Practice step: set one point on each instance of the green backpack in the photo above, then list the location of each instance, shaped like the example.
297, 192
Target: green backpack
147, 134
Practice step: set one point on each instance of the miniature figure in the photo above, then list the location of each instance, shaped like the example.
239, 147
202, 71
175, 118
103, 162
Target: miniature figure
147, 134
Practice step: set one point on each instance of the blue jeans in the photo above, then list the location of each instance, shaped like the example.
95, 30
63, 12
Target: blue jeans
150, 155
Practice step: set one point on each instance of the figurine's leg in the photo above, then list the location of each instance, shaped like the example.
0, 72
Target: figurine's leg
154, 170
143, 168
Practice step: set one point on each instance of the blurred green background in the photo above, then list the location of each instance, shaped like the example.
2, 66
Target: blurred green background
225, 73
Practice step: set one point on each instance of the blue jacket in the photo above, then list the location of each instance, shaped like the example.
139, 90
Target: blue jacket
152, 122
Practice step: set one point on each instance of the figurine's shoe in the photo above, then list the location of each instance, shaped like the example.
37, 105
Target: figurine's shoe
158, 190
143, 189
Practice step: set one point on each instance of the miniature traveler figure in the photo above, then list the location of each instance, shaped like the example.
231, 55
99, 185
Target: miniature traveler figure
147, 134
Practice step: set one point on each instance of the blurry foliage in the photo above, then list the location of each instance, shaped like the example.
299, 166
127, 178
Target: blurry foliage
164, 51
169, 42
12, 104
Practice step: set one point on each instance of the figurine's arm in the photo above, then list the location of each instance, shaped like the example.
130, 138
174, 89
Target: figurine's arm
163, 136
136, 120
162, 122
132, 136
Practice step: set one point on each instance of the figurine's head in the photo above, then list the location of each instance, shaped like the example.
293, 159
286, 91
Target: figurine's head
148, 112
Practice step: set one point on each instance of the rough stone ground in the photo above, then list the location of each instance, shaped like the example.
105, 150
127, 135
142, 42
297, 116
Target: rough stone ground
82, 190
■ ■ ■ ■
» PROBLEM REQUIREMENTS: Rewrite all the records above as a single numbered list with one line per entry, leaving out any blank lines.

» SOLUTION FOR THIS EXERCISE:
1. Practice step: set one point on each instance of the green backpack in the photo above, then list the location of each instance, shaped like the example.
2. 297, 192
3. Target: green backpack
4. 147, 134
5. Practice step: set one point on each instance of the miniature figure in the photo above, then list the location of each instance, shaped like the example.
6. 239, 147
7. 202, 71
8. 175, 118
9. 103, 162
10. Target: miniature figure
11. 147, 134
12. Practice step: set one point on each instance of the blue jeans in the photo above, then list the location of each instance, shaped like the example.
13. 95, 30
14. 63, 12
15. Target: blue jeans
16. 150, 155
17. Practice step: set one point on each instance of the figurine's leg in the photo above, then list the location of each instance, shaped like the example.
18. 0, 72
19. Target: figurine's leg
20. 154, 170
21. 143, 168
22. Practice step: set one point on each instance of the blurred green background in the photo above, then list the location of each instance, shaped like the example.
23. 2, 66
24. Target: blurred green background
25. 225, 73
26. Practice step: set one point on each instance of the blue jacket in the photo above, then list the location of each instance, shaped like the example.
27. 139, 90
28. Target: blue jacket
29. 152, 122
30. Practice step: set one point on each instance of the figurine's shoe in the photo above, then list the location of each instance, shaped like the example.
31. 37, 105
32. Target: figurine's shoe
33. 158, 190
34. 143, 189
35. Practice step: set one point on each instance of the miniature traveler figure in the photo above, then list the location of each instance, shaped like the example.
36. 231, 55
37. 99, 185
38. Target: miniature traveler figure
39. 147, 134
40. Practice step: set one point on each instance of the blurry foliage in the photo above, then list the location of each instance, shaped like the example.
41. 299, 166
42. 127, 178
43. Target: blurry foliage
44. 164, 51
45. 169, 42
46. 12, 104
47. Practice step: set one point on each instance of the figurine's arm in the photo above, then list the location of each instance, shaped like the example.
48. 130, 138
49. 174, 89
50. Target: figurine's arm
51. 163, 136
52. 136, 120
53. 162, 122
54. 132, 136
55. Practice step: set one point on each instance of the figurine's head in the photo above, then list the location of each instance, shaped like the example.
56. 293, 159
57. 286, 91
58. Target: figurine's head
59. 148, 112
60. Practice step: set one point on each instance of the rough stone ground in the photo above, then list the location of each instance, shaped like the example.
61. 105, 150
62. 127, 135
63. 142, 42
64. 297, 116
65. Target: rough stone ground
66. 82, 190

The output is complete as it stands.